**Tasks to perform**
a: Translate this sentence from the Goodreads scraper page into French: "Each target is classified — book / author / list / series / search URL / text query — by URL pattern."
b: Reproduce the Goodreads scraper page word for word, starting with "Claude will compose" and going on through "series link, etc.).".
c: According to the Goodreads scraper page, what does the actor fall back to on legacy templates?

**Text segment**
Claude will compose the input automatically.
Output shape (concise mode)
{"itemType": "book","goodreadsId": "40097951","url": "https://www.goodreads.com/book/show/40097951","title": "The Silent Patient","author": "Alex Michaelides","averageRating": 4.16,"ratingsCount": 3430997,"reviewsCount": 295287,"isbn13": "9781250301697","pages": 336,"publishedAt": "2019-02-05","genres": ["Thriller", "Mystery", "Fiction"],"scrapedAt": "2026-05-13T21:09:00.000Z"}
Use responseFormat: "detailed" for every parsed field (publisher, language, format, description, image URL, awards, ratings distribution, series link, etc.).
How it works
- Each target is classified — book / author / list / series / search URL / text query — by URL pattern.
- A
CheerioCrawlerfetches each page through Apify residential proxies with a session pool that retires sessions on 403/429. - Book pages embed a Next.js Apollo JSON blob; the actor parses that for structured fields and falls back to CSS selectors on legacy templates.

**Source material**
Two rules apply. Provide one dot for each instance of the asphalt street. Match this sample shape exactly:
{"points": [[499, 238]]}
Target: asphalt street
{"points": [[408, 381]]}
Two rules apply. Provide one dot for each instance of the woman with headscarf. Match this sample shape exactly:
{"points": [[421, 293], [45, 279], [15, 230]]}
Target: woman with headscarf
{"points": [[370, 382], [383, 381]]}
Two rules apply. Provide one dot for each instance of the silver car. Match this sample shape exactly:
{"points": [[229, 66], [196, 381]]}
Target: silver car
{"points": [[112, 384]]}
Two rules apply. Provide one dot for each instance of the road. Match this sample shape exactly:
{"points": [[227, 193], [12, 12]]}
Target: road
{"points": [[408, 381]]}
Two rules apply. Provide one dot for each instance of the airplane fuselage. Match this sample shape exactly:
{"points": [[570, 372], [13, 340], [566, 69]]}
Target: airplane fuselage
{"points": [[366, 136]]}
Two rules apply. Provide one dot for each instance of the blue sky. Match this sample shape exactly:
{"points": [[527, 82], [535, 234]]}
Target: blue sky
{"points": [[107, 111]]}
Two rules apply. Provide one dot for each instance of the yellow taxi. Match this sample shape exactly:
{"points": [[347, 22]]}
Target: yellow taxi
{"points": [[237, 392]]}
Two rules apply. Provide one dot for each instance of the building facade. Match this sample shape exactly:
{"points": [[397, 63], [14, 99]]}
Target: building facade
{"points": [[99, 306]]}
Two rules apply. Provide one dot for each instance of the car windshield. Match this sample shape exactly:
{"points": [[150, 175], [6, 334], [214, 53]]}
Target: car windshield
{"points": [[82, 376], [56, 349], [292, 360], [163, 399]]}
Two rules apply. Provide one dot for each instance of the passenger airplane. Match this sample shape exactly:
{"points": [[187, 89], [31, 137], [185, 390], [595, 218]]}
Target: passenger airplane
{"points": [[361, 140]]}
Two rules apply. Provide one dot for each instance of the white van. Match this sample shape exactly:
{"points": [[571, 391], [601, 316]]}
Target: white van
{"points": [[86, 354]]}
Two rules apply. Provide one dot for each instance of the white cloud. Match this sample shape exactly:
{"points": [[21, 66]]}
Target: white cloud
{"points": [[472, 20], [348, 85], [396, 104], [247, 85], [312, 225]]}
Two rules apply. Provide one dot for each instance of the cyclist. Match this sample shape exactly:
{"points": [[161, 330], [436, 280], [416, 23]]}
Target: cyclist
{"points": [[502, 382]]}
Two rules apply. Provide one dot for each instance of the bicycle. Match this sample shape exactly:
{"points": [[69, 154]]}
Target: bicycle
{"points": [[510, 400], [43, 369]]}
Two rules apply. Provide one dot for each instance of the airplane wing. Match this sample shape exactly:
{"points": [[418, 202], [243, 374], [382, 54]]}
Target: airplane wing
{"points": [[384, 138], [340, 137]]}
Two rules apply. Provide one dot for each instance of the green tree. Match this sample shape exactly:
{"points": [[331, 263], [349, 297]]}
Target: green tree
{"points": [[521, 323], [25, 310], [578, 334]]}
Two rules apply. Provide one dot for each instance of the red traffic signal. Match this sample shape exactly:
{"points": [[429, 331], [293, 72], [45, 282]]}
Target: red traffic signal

**Numbered answers**
a: Chaque cible est classée (livre / auteur / liste / série / URL de recherche / requête textuelle) selon le modèle d'URL.

b:
Claude will compose the input automatically.
Output shape (concise mode)
{"itemType": "book","goodreadsId": "40097951","url": "https://www.goodreads.com/book/show/40097951","title": "The Silent Patient","author": "Alex Michaelides","averageRating": 4.16,"ratingsCount": 3430997,"reviewsCount": 295287,"isbn13": "9781250301697","pages": 336,"publishedAt": "2019-02-05","genres": ["Thriller", "Mystery", "Fiction"],"scrapedAt": "2026-05-13T21:09:00.000Z"}
Use responseFormat: "detailed" for every parsed field (publisher, language, format, description, image URL, awards, ratings distribution, series link, etc.).

c: CSS selectors.